_WHAT IS EXPECTED:_
Could you carry over the material from its first line through the line containing "point(155, 154)", requests included, adding 13 to every coordinate in the answers? Leave the pictures out.

_DATASET:_
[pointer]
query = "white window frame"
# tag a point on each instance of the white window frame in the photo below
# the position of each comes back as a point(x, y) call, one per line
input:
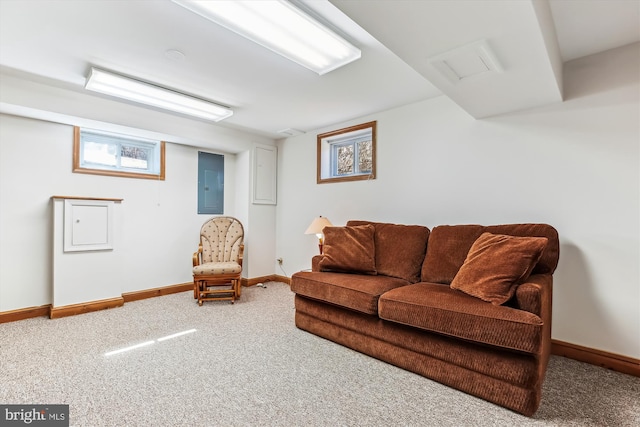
point(330, 142)
point(155, 154)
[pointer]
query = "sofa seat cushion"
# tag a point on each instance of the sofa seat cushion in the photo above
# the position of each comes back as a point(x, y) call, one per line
point(353, 291)
point(438, 308)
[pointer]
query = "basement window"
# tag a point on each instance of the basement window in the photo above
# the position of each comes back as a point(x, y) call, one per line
point(347, 154)
point(105, 153)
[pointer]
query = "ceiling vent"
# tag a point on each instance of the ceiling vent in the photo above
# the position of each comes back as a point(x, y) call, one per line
point(290, 132)
point(466, 62)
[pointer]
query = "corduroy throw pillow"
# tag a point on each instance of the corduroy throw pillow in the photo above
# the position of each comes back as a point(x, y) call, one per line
point(496, 264)
point(349, 249)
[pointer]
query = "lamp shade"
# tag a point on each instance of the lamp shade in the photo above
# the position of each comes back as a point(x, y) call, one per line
point(317, 225)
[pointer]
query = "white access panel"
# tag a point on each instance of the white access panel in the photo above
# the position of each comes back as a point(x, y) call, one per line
point(88, 225)
point(265, 160)
point(87, 262)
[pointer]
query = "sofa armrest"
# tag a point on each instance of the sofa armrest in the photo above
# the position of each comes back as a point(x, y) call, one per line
point(534, 295)
point(315, 262)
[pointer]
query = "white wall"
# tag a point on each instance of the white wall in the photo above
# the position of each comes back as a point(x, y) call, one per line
point(574, 165)
point(159, 226)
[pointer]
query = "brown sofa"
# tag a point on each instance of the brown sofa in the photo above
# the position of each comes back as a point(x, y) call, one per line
point(468, 306)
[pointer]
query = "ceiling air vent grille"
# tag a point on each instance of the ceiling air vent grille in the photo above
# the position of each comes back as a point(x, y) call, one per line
point(466, 62)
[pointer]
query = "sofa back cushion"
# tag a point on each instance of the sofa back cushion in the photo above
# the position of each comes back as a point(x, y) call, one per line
point(450, 244)
point(349, 249)
point(400, 249)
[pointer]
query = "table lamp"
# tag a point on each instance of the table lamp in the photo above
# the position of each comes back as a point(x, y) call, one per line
point(316, 227)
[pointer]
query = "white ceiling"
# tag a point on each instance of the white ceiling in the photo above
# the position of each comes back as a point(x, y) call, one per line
point(57, 41)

_RESULT:_
[pointer]
query = "white window frame"
# tag a point on each instance of the white window frame in the photo below
# the position of each comes back as a point(x, y) call, one per line
input:
point(343, 155)
point(168, 167)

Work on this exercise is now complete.